DATA SECTION –

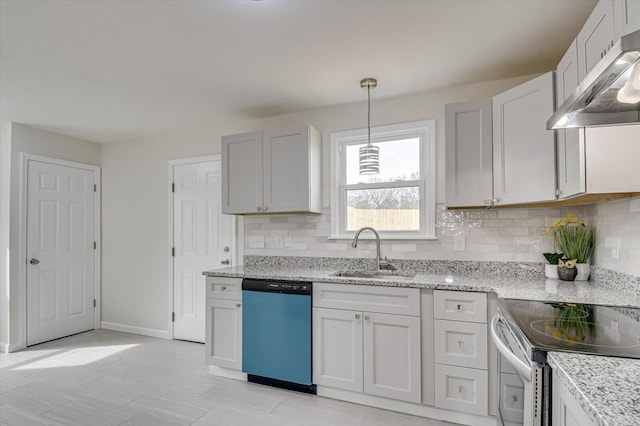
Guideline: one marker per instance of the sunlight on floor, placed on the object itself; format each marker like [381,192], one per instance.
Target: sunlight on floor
[75,357]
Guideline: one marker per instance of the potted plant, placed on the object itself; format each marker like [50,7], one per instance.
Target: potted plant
[576,240]
[551,268]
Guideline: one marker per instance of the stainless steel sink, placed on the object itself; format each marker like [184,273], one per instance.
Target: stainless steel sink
[375,274]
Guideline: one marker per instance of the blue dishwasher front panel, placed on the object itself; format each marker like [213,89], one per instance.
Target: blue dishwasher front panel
[276,336]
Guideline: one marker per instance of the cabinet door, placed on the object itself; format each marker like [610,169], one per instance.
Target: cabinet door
[570,146]
[468,154]
[596,37]
[392,356]
[223,339]
[627,17]
[523,149]
[337,348]
[565,410]
[242,173]
[286,170]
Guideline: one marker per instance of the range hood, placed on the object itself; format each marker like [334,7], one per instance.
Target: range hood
[609,94]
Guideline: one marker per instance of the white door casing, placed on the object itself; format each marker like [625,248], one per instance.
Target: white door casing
[202,239]
[61,238]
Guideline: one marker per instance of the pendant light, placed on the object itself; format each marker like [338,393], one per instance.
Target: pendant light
[369,154]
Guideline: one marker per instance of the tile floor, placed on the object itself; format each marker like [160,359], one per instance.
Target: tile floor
[105,377]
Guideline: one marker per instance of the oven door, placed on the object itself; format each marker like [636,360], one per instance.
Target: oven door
[519,379]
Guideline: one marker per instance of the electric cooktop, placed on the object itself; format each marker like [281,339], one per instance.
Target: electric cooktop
[574,327]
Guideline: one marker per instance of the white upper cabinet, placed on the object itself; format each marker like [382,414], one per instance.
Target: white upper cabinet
[469,171]
[570,147]
[626,15]
[523,150]
[272,171]
[596,37]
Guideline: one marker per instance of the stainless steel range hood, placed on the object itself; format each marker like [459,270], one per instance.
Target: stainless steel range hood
[609,94]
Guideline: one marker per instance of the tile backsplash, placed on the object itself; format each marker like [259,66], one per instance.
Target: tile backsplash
[491,235]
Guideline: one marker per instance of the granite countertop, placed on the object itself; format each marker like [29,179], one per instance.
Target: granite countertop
[607,388]
[504,285]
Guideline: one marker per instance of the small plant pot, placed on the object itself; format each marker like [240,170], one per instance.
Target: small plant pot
[551,271]
[584,271]
[567,274]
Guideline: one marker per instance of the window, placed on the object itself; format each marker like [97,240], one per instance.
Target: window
[399,202]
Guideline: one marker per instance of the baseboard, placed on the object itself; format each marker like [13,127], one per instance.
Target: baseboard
[214,370]
[163,334]
[406,407]
[10,347]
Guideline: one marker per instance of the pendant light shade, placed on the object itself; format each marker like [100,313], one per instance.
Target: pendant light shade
[369,154]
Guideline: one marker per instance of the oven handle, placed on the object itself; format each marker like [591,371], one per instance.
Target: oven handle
[521,367]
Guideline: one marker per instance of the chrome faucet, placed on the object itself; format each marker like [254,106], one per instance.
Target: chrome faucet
[379,262]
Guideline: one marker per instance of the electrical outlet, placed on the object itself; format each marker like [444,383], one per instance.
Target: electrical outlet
[278,241]
[256,241]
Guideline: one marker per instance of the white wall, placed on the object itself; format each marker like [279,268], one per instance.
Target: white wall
[135,198]
[5,226]
[26,139]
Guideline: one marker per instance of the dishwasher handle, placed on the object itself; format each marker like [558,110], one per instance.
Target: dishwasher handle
[520,366]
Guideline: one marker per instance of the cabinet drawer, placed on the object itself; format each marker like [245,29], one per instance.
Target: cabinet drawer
[511,397]
[385,300]
[224,288]
[461,343]
[460,306]
[461,389]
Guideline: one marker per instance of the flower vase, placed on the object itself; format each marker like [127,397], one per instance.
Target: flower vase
[551,271]
[584,271]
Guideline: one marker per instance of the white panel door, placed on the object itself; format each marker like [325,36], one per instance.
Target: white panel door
[60,250]
[337,348]
[202,240]
[392,356]
[523,148]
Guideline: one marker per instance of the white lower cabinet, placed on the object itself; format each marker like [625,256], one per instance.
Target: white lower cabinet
[223,327]
[565,410]
[462,389]
[362,351]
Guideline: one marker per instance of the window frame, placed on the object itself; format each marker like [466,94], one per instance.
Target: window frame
[425,131]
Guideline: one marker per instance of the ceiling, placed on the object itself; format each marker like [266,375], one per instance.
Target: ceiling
[110,71]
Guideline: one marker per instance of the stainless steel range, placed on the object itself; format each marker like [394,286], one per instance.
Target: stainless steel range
[524,331]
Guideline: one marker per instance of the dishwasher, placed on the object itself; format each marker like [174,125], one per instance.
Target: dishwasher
[276,333]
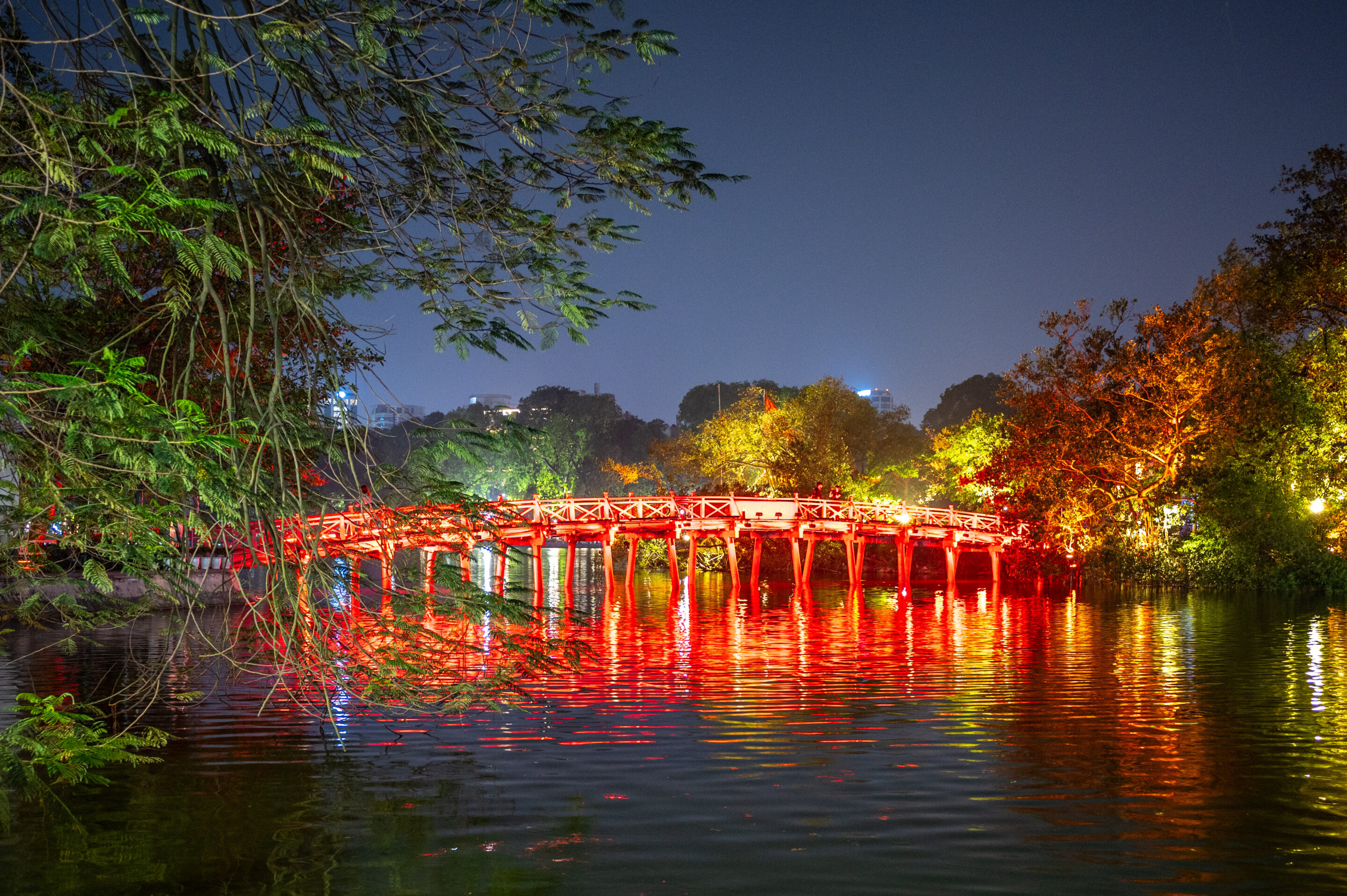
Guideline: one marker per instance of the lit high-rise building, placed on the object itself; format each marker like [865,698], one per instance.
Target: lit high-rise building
[879,399]
[388,415]
[341,406]
[491,399]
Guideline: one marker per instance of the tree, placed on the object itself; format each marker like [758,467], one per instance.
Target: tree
[1106,426]
[825,433]
[962,399]
[703,402]
[192,193]
[957,460]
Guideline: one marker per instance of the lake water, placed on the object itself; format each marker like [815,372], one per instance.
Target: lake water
[968,743]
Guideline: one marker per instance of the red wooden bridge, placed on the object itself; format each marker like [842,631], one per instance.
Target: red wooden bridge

AIM – Give the data again exactly as written, with all pictures left out.

RESPONSE BELOW –
Guideline: one marker per instance of the sunlight on floor, placed on the object itself; format each marker like [381,192], one per instance.
Target: sunlight on floor
[75,357]
Guideline: one marker per instance of the potted plant, placed on the object itself; format each marker like [50,7], one per instance.
Target: potted plant
[576,240]
[551,268]
Guideline: one marker per instance of the stainless steel sink, placed on the object itself; format each marker like [184,273], one per instance.
Target: stainless steel sink
[375,274]
Guideline: one marker per instance of the blue dishwasher front panel, placed on the object itself; format each marker like [213,89], one per instance.
Target: blue dishwasher front panel
[276,336]
Guideline: one marker per instance of the cabinet door, placed on the object itself; format each marker like [610,169], one per instance.
Target: cabinet door
[570,146]
[468,154]
[596,37]
[392,356]
[223,339]
[627,17]
[523,149]
[337,348]
[565,410]
[242,173]
[286,170]
Guideline: one marker per instance of the range hood, placed on the object itself; format each marker like [334,7], one per instance.
Target: range hood
[609,94]
Guideline: one marker per instance of the white door casing, placed on the object itself; format each marker like [625,248], one per instance.
Target: white door casing
[202,239]
[61,238]
Guideline: one marker per instance of the pendant light, placed on the object itself; format each marker like [338,393], one per instance.
Target: pendant light
[369,154]
Guideline: one marker per instance of the tile floor, placed on the object itself; format each marker like [160,359], one per instance.
Target: tile floor
[105,377]
Guideline: one marker per instance of the oven door, placed on the object itself; format each marker like [636,360], one per instance.
Target: oven door
[519,379]
Guideline: one marker per instance of the electric cooktop, placed on the object itself; format each marker like [281,339], one per instance.
Target: electric cooktop
[574,327]
Guideline: one marker per instance of the white upper cabinet, placed on the object itself; format each marker like [382,414], one per instance.
Target: white upper cabinet
[469,171]
[570,147]
[626,15]
[523,150]
[272,171]
[596,37]
Guideline: one marker per instance of the stainless steel range hood, placed on the object itself; format each marker like [459,270], one per instance.
Target: stainless steel range hood
[609,94]
Guideline: one marker per instance of the tile backsplash, placed on the object itself; format each marker like [259,66], one per instance.
Target: tile backsplash
[491,235]
Guideline: one marker per instance of the granite countertop, placed on the object itself; format each marker like [29,179], one per instance.
Target: granite countertop
[607,388]
[504,285]
Guideline: one marker per instance of the small plant pot, placed on the object itself; format each marker like [240,170], one per instance.
Target: small plant pot
[551,271]
[584,271]
[567,274]
Guideline: one marker per instance of the window, placed on the object itself; format each marker like [97,240], one per instance.
Target: window
[399,202]
Guideline: one marker per instance of the baseboard, placed on the object itself; format each marker like [13,127], one per instance.
Target: baseboard
[214,370]
[163,334]
[406,407]
[10,347]
Guideline: one marker per instance of the pendant light shade, placed on the object itself; format each marker like [100,313], one per instance.
Target: pendant light shade
[369,154]
Guideline: one marker per instance of the oven handle, placed on the object itself; format each marker like [591,371], one per instance.
Target: oven handle
[521,367]
Guideline: one marker per instance of the chrome faucet, placed on the object itself; format each marker like [254,106], one per instance.
Target: chrome faucet
[379,262]
Guideline: one marker per instance of the electrical outlet, placed on the object itself; format each marker like [444,383], one per instance.
Target: electrical outlet
[278,241]
[256,241]
Guideline: one marker per instance of the white wall, placed on the object itself; format each marker like [279,268], one per instance.
Target: white wall
[135,198]
[5,226]
[26,139]
Guideline: one marker per instance of the dishwasher handle, placed on the object itself; format each marker like [558,110], one per instance.
Target: dishwasher handle
[520,366]
Guideline: one marker per instance of the cabinet drawer, placed on the object itself; format each marker like [245,29], one per instance.
Target: cabinet drawer
[511,397]
[385,300]
[224,288]
[461,343]
[460,306]
[461,389]
Guideline: one marker per instance of the flower vase, placed on the object itself; format each marker like [127,397], one per instance.
Target: flower vase
[551,271]
[584,271]
Guideline: one marker per instance of the white panel door, placed on the object itself; format each marker like [325,36], one per instance.
Target: white panel door
[60,250]
[337,348]
[202,240]
[392,356]
[523,148]
Guideline: one marker per instance of the white lower cabinet, placed on the object itself; format each marker like [625,256], one per instance.
Target: white lower cabinet
[223,327]
[565,410]
[462,389]
[362,351]
Guideline: one marker per instance of the window frame, placed on the object itself; format each marker like [466,94], one per instance.
Target: window frame
[425,131]
Guideline: one marker per instance of the ceiling, placed on the object itself; format each marker like [266,375], one per instance.
Target: ceiling
[110,71]
Guideline: one marker per instance of the stainless steel range, placed on the object itself; format each marker like [394,286], one per instance.
Target: stainless steel range
[524,331]
Guideline: one marker per instance of the dishwasher, placed on the object itself; format each marker like [174,125], one per instance.
Target: dishwasher
[276,333]
Guideline: one marker per instance of the lit high-rise building, placed on the object itself; format each marker like [865,698], one per instance.
Target: lit high-rise building
[879,399]
[388,415]
[341,406]
[491,399]
Guideline: one marker per instance of the tree, placed on the object itself; format each marker like [758,467], one per instance.
Target: tree
[1106,426]
[825,433]
[962,399]
[703,402]
[192,193]
[957,460]
Guideline: one marker per instance of the lake water, placed on the object itself; format each marker like [815,372], one per instance.
Target: lake water
[968,743]
Guideline: one marker per instance of the red wooden bridge, placed on the object itself; format each marker like [842,631], one per instance.
Target: red wooden bridge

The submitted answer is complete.